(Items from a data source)
● ● ● ● ●
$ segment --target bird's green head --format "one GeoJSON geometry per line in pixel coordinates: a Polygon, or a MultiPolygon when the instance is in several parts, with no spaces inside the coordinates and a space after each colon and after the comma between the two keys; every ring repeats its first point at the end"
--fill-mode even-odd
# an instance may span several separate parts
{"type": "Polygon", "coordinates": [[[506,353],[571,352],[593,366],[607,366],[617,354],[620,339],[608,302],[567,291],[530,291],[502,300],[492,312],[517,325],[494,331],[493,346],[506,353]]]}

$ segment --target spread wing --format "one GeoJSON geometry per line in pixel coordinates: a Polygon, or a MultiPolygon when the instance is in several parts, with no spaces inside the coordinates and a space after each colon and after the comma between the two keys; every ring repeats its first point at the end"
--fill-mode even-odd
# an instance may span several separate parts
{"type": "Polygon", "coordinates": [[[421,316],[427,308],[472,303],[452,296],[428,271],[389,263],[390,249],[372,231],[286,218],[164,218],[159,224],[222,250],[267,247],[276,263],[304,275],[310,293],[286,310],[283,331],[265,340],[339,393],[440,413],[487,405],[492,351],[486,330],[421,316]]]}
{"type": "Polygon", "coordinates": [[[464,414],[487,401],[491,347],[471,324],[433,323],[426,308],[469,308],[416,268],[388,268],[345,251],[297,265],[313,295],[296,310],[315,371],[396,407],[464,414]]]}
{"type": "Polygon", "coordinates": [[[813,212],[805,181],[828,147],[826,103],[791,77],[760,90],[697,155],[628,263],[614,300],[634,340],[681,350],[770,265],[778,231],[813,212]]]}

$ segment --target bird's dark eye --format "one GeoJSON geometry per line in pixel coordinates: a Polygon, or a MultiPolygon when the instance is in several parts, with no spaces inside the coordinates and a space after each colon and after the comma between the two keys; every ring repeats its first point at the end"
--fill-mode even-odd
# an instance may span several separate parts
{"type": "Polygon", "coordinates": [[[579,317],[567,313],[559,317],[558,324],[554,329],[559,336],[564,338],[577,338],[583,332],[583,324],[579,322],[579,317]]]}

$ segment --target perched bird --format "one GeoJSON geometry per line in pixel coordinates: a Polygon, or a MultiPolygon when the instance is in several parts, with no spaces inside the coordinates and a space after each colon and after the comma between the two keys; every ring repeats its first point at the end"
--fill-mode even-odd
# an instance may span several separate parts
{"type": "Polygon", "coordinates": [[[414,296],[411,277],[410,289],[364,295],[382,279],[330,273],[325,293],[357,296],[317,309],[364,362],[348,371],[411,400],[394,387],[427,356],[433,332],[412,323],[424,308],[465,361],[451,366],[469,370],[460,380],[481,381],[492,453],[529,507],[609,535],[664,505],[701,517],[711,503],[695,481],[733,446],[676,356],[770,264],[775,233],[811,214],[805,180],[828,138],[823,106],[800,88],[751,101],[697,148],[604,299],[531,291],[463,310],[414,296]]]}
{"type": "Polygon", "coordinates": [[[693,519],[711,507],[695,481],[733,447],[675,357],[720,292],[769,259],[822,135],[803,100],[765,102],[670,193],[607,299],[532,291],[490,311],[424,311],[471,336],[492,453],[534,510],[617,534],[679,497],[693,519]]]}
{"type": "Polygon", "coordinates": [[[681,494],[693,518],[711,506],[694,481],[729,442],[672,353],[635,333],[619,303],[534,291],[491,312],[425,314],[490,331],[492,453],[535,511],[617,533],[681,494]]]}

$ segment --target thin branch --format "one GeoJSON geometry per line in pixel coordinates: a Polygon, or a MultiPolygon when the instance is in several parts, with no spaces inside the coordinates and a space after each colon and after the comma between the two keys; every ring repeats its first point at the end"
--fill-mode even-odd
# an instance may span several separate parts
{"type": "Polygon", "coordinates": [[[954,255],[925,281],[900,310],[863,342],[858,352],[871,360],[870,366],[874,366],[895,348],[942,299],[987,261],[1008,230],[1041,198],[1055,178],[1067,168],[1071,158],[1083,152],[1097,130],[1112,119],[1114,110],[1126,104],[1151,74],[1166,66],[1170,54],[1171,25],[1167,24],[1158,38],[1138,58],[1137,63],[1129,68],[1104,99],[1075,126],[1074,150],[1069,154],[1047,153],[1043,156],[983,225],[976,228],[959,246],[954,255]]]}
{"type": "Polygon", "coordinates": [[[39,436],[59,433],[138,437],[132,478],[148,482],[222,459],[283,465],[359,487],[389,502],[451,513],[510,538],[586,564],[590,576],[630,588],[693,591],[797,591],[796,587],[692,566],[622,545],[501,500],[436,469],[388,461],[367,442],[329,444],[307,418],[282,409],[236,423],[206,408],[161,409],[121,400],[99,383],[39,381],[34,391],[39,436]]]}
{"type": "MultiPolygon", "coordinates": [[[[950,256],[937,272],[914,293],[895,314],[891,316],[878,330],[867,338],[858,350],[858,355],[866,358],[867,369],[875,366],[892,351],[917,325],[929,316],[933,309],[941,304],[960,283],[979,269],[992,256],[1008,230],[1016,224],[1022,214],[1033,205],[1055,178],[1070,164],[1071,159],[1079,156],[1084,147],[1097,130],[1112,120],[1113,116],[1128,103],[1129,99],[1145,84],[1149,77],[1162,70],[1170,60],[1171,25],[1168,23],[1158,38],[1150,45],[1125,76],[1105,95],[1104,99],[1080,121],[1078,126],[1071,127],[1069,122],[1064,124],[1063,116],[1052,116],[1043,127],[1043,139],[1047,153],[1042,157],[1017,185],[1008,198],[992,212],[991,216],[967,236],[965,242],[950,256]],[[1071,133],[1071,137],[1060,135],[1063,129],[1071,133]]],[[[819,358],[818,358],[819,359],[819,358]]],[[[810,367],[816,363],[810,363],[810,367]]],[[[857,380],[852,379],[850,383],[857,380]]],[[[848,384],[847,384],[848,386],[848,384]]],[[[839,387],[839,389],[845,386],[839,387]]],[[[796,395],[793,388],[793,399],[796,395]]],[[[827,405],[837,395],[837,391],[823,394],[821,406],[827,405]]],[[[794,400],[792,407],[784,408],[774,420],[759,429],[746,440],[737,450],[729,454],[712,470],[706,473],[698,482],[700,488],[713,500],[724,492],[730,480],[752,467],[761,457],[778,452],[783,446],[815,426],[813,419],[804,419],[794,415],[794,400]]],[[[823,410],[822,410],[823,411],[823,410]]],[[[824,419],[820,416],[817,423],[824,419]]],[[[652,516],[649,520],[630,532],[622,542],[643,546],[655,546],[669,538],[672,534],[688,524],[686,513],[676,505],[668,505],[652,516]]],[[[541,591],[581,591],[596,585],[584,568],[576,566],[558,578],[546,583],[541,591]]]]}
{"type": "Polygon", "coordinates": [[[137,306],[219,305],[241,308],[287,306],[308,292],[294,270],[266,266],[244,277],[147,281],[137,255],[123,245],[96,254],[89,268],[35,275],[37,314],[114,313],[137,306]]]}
● ● ● ● ●
_Exercise brief_. Go through the data above and transcribe every entry exactly.

_Answer for this exercise_.
$ segment --target bird's green head --format "one GeoJSON geometry per line in pixel coordinates: a Polygon, or a MultiPolygon when the instance is in several parts, with no spaces inside the coordinates and a space after each colon and after the comma between the two keys; every ring repeats its first point at the end"
--fill-mode even-odd
# an instance may span several separate parts
{"type": "Polygon", "coordinates": [[[506,353],[571,352],[593,366],[607,366],[617,354],[620,339],[608,302],[567,291],[530,291],[502,300],[492,312],[517,325],[494,331],[493,346],[506,353]]]}

$ segment --target spread wing --format "one GeoJSON geometry per line in pixel coordinates: a Polygon, or a MultiPolygon when the instance is in several parts, with no spaces inside the coordinates and a space after each colon and after the comma between the two keys; every ring repeats its first point at the end"
--fill-mode even-odd
# an instance may span several separate parts
{"type": "Polygon", "coordinates": [[[421,316],[427,308],[472,303],[452,296],[428,271],[389,263],[390,249],[372,231],[286,218],[164,218],[159,224],[222,250],[267,247],[276,263],[304,275],[310,293],[286,310],[283,331],[265,340],[339,393],[440,413],[487,405],[492,351],[486,330],[421,316]]]}
{"type": "Polygon", "coordinates": [[[464,414],[487,401],[491,347],[471,324],[433,323],[426,308],[469,308],[416,268],[388,268],[345,251],[297,265],[313,295],[296,310],[315,371],[396,407],[464,414]]]}
{"type": "Polygon", "coordinates": [[[813,212],[805,181],[828,147],[826,103],[791,77],[760,90],[697,155],[628,263],[614,300],[634,340],[681,350],[770,265],[778,231],[813,212]]]}

$ segment --target bird's dark eye --format "one GeoJSON geometry per line in pixel coordinates: a Polygon, or a MultiPolygon when the instance is in several parts, with no spaces inside the coordinates and a space after each colon and after the comma between the two keys; every ring repeats its first point at the end"
--fill-mode even-odd
# an instance may span several separate parts
{"type": "Polygon", "coordinates": [[[579,317],[567,313],[559,317],[558,324],[554,329],[559,336],[564,338],[577,338],[583,332],[583,324],[579,322],[579,317]]]}

$ segment --target perched bird --format "one GeoJSON geometry per line in pixel coordinates: a Polygon, or a MultiPolygon when the instance is in several parts, with no spaces inside the coordinates and a space after each colon and after the comma between the two keys; every ring repeats its first point at the end"
--fill-mode even-odd
# an instance may span several separate parts
{"type": "Polygon", "coordinates": [[[414,296],[411,277],[410,289],[364,295],[382,279],[330,273],[325,293],[357,296],[317,309],[364,362],[348,371],[411,400],[394,387],[427,356],[433,332],[412,323],[424,308],[465,361],[451,366],[469,370],[460,380],[481,381],[492,453],[529,507],[609,535],[664,505],[701,517],[711,503],[695,481],[733,446],[676,356],[770,264],[775,233],[811,214],[805,180],[828,138],[823,106],[800,88],[751,101],[697,148],[604,299],[531,291],[463,310],[414,296]]]}
{"type": "Polygon", "coordinates": [[[693,519],[711,507],[695,481],[733,447],[675,357],[720,292],[769,259],[822,135],[803,100],[765,102],[670,193],[607,299],[532,291],[490,311],[424,311],[471,336],[492,453],[534,510],[617,534],[679,497],[693,519]]]}
{"type": "Polygon", "coordinates": [[[681,494],[693,518],[711,506],[694,481],[729,442],[672,353],[635,333],[619,303],[534,291],[491,312],[425,314],[490,331],[492,453],[535,511],[617,533],[681,494]]]}

$ segment --target thin branch --format "one GeoJSON geometry per line in pixel coordinates: a Polygon, or a MultiPolygon when the instance is in several parts, with no spaces inside the coordinates and a space after each colon and after the comma between the two keys; every ring repeats its first point at the end"
--fill-mode even-odd
# an instance may span several separate parts
{"type": "Polygon", "coordinates": [[[954,255],[925,281],[900,310],[863,342],[858,352],[871,360],[870,366],[874,366],[895,348],[942,299],[987,261],[1008,230],[1041,198],[1055,178],[1067,168],[1071,158],[1083,152],[1097,130],[1112,119],[1114,110],[1126,104],[1151,74],[1166,66],[1170,54],[1171,25],[1167,24],[1158,38],[1138,58],[1137,63],[1129,68],[1104,99],[1075,126],[1074,150],[1069,154],[1047,153],[1043,156],[983,225],[976,228],[959,246],[954,255]]]}
{"type": "Polygon", "coordinates": [[[39,436],[59,433],[138,437],[132,478],[148,482],[222,459],[283,465],[359,487],[389,502],[451,513],[510,538],[586,564],[590,576],[630,588],[693,591],[797,591],[796,587],[692,566],[622,545],[501,500],[436,469],[388,461],[367,442],[329,444],[307,418],[282,409],[236,423],[206,408],[161,409],[121,400],[99,383],[39,381],[34,391],[39,436]]]}
{"type": "MultiPolygon", "coordinates": [[[[950,256],[937,272],[914,293],[895,314],[891,316],[878,330],[867,338],[858,350],[858,355],[866,358],[867,369],[875,366],[892,351],[917,325],[929,316],[933,309],[941,304],[960,283],[979,269],[992,256],[1008,230],[1016,224],[1022,214],[1033,205],[1055,178],[1070,164],[1071,159],[1079,156],[1084,147],[1097,130],[1112,120],[1113,116],[1128,103],[1129,99],[1145,84],[1149,77],[1162,70],[1170,60],[1171,25],[1168,23],[1158,38],[1150,45],[1125,76],[1105,95],[1104,99],[1080,121],[1078,126],[1071,127],[1069,122],[1064,124],[1063,116],[1052,116],[1043,127],[1043,139],[1047,153],[1042,157],[1017,185],[1008,198],[992,212],[991,216],[967,236],[965,242],[950,256]],[[1071,133],[1071,137],[1060,135],[1063,129],[1071,133]]],[[[819,358],[818,358],[819,359],[819,358]]],[[[810,367],[816,363],[810,363],[810,367]]],[[[857,380],[852,379],[850,383],[857,380]]],[[[848,384],[847,384],[848,386],[848,384]]],[[[839,387],[839,389],[845,386],[839,387]]],[[[796,395],[793,388],[793,399],[796,395]]],[[[827,405],[837,395],[837,391],[823,394],[821,406],[827,405]]],[[[794,400],[792,407],[784,408],[774,420],[759,429],[746,440],[737,450],[729,454],[712,470],[706,473],[698,482],[700,488],[713,500],[724,492],[730,480],[752,467],[761,457],[778,452],[783,446],[815,426],[813,419],[804,419],[794,415],[794,400]]],[[[823,410],[822,410],[823,411],[823,410]]],[[[824,419],[820,416],[817,423],[824,419]]],[[[652,516],[649,520],[630,532],[622,542],[643,546],[655,546],[669,538],[672,534],[688,524],[686,513],[676,505],[668,505],[652,516]]],[[[541,591],[581,591],[596,585],[584,568],[576,566],[558,578],[546,583],[541,591]]]]}
{"type": "Polygon", "coordinates": [[[137,306],[219,305],[241,308],[287,306],[308,292],[294,270],[266,266],[244,277],[147,281],[137,255],[123,245],[96,254],[89,268],[35,275],[37,314],[114,313],[137,306]]]}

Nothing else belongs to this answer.